**ACCIÓN REQUERIDA**. Convierte en una lista con sus datos principales el párrafo del texto de la página que empieza con «Hijo de un país que».

MUSICA › OPINIóN
› Por Horacio Bernades
Con Manuel Martínez Carril, nacido en Montevideo en 1938 y fallecido el domingo pasado en la misma ciudad, se va no sólo un referente clave de la cinefilia y la cultura cinematográfica rioplatenses, sino también un romántico con todas las letras. De esos a los que la modernidad va cercando. No fue, sin embargo, la modernidad la que lo mató, sino la pura biología (tenía 76) y una salud estragada. Durante muchos, demasiados años, Martínez Carril fumó tres atados diarios. Un problema de columna lo obligaba a andar con bastón desde hacía un rato largo. Mucho café, cigarrillos y un compromiso laboral que lo llevaba a deslomarse, desde temprano en la mañana hasta la noche tarde: podría pensarse que fueron la ética y hábitos propios de ese romanticismo tan de los ‘60 y ‘70 los que lo mataron. Pero no: el romanticismo lo mantuvo vivo, a pesar de la salud deteriorada. ¿Deteriorada de tanto luchar contra los molinos de viento de la implacable modernidad? Seguramente.
Hijo de un país que, según cuenta la leyenda, allá por los ’50 “descubrió” a Bergman antes que los propios europeos, Manolo Martínez Carril, como lo llamaba todo el mundo, ejerció el periodismo y la crítica cinematográfica hasta último momento, con abundantes colaboraciones en la revista Brecha. Pero la tarea que lo inmortaliza es la fundación y dirección de la Cinemateca Uruguaya, a partir de 1967. Alter ego rioplatense de Henri Langlois –que inició a varias generaciones de cinéfilos franceses–, Martínez Carril concebía la tarea de una cinemateca no como simple centro de documentación, acopio y restauración (lo cual ya sería mucho), sino como lugar de formación integral, basado sobre todo en la incesante exhibición pública de material de todos los gustos, orígenes y colores estéticos.

**DATOS EXTRAÍDOS**.
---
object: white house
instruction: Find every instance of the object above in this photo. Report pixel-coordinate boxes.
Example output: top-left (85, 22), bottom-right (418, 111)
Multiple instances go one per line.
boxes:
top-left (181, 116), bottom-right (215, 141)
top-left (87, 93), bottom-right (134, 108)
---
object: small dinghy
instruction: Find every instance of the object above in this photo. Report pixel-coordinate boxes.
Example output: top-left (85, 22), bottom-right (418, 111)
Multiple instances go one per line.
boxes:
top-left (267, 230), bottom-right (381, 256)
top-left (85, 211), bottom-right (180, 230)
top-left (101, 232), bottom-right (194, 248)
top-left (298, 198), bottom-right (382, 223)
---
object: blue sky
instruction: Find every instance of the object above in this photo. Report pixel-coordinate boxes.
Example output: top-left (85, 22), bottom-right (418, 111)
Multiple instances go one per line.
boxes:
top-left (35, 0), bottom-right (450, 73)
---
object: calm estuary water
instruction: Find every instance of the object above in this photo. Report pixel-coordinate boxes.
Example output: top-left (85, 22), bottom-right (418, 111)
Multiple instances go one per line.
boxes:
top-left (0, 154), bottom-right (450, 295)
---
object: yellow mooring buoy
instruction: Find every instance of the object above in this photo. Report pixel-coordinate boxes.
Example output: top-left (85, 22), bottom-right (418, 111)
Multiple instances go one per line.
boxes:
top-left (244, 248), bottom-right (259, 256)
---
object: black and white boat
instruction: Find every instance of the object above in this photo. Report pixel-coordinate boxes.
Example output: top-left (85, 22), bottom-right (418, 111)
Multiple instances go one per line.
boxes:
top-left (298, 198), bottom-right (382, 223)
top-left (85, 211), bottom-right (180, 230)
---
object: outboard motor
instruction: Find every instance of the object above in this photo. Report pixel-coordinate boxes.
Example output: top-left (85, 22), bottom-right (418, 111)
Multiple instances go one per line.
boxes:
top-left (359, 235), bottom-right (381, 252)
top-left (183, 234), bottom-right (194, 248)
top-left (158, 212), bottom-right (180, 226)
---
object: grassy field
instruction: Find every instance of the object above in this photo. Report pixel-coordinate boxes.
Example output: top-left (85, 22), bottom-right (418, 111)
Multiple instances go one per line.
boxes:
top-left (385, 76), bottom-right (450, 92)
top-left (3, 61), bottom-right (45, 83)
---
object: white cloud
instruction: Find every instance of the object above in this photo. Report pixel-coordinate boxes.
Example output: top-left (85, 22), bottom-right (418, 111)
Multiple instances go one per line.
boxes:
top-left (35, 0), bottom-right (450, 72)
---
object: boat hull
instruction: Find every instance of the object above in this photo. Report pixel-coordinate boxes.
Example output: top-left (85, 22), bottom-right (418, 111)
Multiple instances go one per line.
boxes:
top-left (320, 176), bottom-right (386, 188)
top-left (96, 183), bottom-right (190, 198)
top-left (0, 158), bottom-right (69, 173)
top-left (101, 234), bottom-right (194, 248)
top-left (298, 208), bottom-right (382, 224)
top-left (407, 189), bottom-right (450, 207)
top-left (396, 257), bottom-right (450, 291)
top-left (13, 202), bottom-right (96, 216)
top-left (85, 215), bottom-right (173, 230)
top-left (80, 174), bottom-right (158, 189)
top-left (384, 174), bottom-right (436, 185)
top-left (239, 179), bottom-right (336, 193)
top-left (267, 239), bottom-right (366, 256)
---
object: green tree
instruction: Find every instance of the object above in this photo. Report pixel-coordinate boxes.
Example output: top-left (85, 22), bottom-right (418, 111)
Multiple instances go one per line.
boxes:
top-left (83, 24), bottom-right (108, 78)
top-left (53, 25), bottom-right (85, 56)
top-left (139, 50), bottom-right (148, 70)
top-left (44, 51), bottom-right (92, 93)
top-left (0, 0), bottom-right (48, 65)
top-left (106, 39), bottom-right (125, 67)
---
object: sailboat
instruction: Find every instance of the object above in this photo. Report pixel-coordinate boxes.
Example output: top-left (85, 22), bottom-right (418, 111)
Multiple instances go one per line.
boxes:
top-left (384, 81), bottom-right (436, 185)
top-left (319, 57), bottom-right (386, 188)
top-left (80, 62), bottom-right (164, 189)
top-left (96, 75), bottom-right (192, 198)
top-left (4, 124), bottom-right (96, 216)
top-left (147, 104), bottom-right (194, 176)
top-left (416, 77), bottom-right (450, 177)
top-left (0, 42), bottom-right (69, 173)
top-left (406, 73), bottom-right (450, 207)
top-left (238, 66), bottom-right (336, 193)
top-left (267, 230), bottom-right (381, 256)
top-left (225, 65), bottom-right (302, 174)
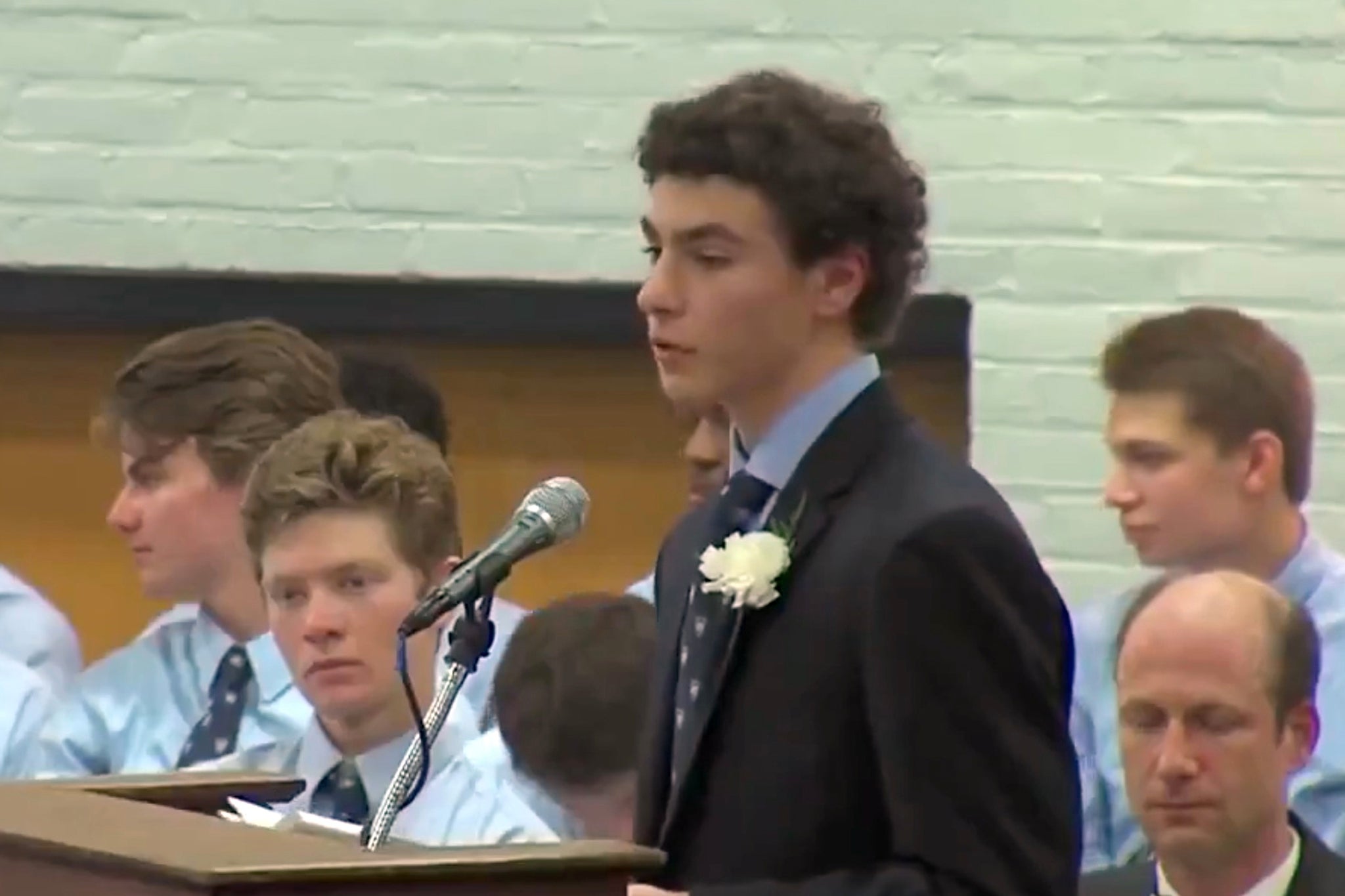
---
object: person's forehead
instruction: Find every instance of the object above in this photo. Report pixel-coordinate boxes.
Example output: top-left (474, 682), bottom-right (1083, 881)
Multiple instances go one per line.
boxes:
top-left (1116, 601), bottom-right (1267, 688)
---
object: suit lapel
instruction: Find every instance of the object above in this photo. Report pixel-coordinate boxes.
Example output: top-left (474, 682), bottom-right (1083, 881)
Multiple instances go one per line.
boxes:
top-left (636, 509), bottom-right (710, 845)
top-left (659, 380), bottom-right (894, 845)
top-left (1286, 813), bottom-right (1345, 896)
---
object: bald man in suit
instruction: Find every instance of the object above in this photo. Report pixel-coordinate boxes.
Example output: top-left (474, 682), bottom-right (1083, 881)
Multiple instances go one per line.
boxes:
top-left (1080, 571), bottom-right (1345, 896)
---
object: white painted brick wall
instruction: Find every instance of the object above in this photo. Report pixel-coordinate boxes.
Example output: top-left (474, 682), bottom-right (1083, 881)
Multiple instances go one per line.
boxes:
top-left (0, 0), bottom-right (1345, 599)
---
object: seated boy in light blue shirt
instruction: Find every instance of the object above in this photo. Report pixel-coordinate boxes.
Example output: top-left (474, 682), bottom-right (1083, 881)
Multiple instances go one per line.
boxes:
top-left (194, 411), bottom-right (556, 845)
top-left (463, 594), bottom-right (656, 841)
top-left (28, 320), bottom-right (342, 778)
top-left (141, 351), bottom-right (527, 728)
top-left (0, 654), bottom-right (55, 778)
top-left (1069, 308), bottom-right (1345, 872)
top-left (0, 567), bottom-right (83, 692)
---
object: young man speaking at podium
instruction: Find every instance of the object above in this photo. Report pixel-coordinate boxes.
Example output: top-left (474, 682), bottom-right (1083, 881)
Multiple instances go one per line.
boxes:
top-left (636, 73), bottom-right (1080, 896)
top-left (194, 411), bottom-right (556, 845)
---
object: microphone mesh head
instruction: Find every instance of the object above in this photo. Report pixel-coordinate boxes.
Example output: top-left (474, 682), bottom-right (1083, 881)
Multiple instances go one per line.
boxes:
top-left (518, 475), bottom-right (589, 542)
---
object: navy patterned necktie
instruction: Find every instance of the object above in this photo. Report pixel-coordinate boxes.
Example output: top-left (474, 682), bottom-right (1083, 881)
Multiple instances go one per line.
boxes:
top-left (177, 643), bottom-right (253, 769)
top-left (671, 469), bottom-right (775, 787)
top-left (309, 759), bottom-right (368, 825)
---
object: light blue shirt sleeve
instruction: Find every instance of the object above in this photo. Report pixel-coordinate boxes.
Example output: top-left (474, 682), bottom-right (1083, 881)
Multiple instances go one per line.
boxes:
top-left (1069, 533), bottom-right (1345, 872)
top-left (625, 571), bottom-right (653, 603)
top-left (1069, 594), bottom-right (1124, 872)
top-left (0, 657), bottom-right (54, 778)
top-left (391, 756), bottom-right (560, 846)
top-left (0, 567), bottom-right (83, 692)
top-left (27, 614), bottom-right (312, 778)
top-left (463, 728), bottom-right (584, 840)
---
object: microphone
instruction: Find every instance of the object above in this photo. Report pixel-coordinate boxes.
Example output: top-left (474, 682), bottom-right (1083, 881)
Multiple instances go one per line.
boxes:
top-left (398, 475), bottom-right (589, 637)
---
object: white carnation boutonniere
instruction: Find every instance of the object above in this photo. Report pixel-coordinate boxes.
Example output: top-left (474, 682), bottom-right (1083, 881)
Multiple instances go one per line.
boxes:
top-left (701, 501), bottom-right (803, 610)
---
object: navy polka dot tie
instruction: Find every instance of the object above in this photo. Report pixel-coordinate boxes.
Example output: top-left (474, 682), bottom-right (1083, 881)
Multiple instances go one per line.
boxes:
top-left (177, 645), bottom-right (253, 769)
top-left (672, 470), bottom-right (775, 786)
top-left (309, 759), bottom-right (368, 825)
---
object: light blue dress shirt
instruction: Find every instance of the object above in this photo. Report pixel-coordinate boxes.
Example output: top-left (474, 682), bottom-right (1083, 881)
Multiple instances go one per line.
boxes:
top-left (0, 567), bottom-right (83, 692)
top-left (463, 728), bottom-right (584, 840)
top-left (0, 656), bottom-right (55, 778)
top-left (1069, 533), bottom-right (1345, 872)
top-left (729, 354), bottom-right (882, 525)
top-left (137, 603), bottom-right (200, 638)
top-left (28, 612), bottom-right (312, 778)
top-left (195, 717), bottom-right (556, 846)
top-left (140, 598), bottom-right (527, 736)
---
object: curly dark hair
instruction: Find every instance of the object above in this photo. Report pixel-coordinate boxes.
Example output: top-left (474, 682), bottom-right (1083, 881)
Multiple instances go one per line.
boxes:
top-left (636, 70), bottom-right (928, 348)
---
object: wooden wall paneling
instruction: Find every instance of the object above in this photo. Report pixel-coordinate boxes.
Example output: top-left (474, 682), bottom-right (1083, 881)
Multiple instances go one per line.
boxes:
top-left (0, 331), bottom-right (967, 661)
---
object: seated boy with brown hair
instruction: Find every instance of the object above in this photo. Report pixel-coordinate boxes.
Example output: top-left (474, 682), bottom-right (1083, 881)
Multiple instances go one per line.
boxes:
top-left (193, 411), bottom-right (554, 845)
top-left (463, 594), bottom-right (655, 840)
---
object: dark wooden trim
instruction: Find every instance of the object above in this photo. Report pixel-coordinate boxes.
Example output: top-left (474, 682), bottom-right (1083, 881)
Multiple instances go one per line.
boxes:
top-left (0, 267), bottom-right (971, 357)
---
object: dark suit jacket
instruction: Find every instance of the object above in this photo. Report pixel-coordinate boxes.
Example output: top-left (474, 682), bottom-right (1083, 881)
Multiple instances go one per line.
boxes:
top-left (1078, 817), bottom-right (1345, 896)
top-left (636, 383), bottom-right (1080, 896)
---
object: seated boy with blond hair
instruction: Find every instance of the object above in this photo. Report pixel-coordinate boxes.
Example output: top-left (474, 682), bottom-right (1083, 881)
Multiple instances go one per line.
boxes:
top-left (190, 411), bottom-right (556, 845)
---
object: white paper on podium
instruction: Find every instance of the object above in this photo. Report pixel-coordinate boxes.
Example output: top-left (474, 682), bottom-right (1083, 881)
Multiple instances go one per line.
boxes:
top-left (219, 797), bottom-right (361, 841)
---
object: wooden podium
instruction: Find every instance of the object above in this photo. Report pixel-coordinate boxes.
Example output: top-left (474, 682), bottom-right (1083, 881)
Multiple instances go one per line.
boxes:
top-left (0, 773), bottom-right (663, 896)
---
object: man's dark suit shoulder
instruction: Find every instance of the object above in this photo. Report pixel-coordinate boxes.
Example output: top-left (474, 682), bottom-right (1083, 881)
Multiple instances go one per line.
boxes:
top-left (1078, 818), bottom-right (1345, 896)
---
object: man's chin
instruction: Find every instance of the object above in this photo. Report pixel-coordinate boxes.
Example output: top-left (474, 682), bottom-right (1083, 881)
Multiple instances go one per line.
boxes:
top-left (1153, 825), bottom-right (1228, 868)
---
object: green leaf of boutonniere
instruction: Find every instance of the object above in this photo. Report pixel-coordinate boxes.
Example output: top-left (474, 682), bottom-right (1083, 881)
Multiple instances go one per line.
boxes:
top-left (766, 494), bottom-right (808, 551)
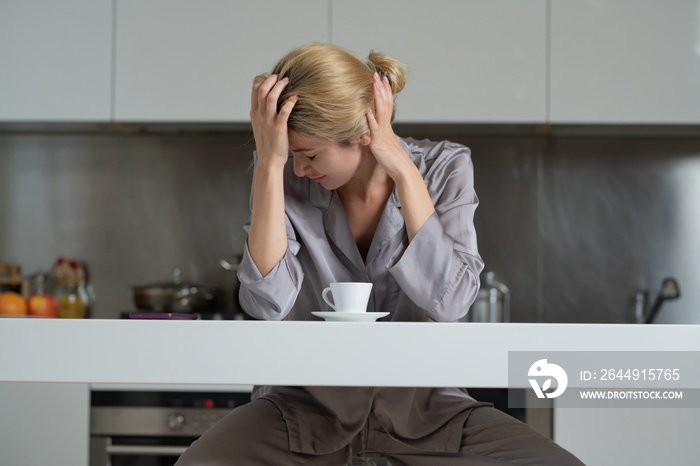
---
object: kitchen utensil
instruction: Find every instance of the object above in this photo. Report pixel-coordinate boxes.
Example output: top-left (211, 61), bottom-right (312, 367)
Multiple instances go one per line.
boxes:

**TAREA COMPLETADA**.
- Según la leyenda, su país "descubrió" a Bergman en los años 50, antes que los propios europeos.
- Manuel Martínez Carril, a quien todos llamaban Manolo, ejerció el periodismo y la crítica de cine hasta el final, con muchas colaboraciones en la revista Brecha.
- La tarea que lo inmortaliza es la fundación y dirección de la Cinemateca Uruguaya, desde 1967.
- Fue el alter ego rioplatense de Henri Langlois, que inició a varias generaciones de cinéfilos franceses.
- Para él, una cinemateca no era solo un centro de documentación, acopio y restauración. La concebía como un lugar de formación integral, basado sobre todo en la exhibición pública incesante de material de todos los gustos, orígenes y estéticas.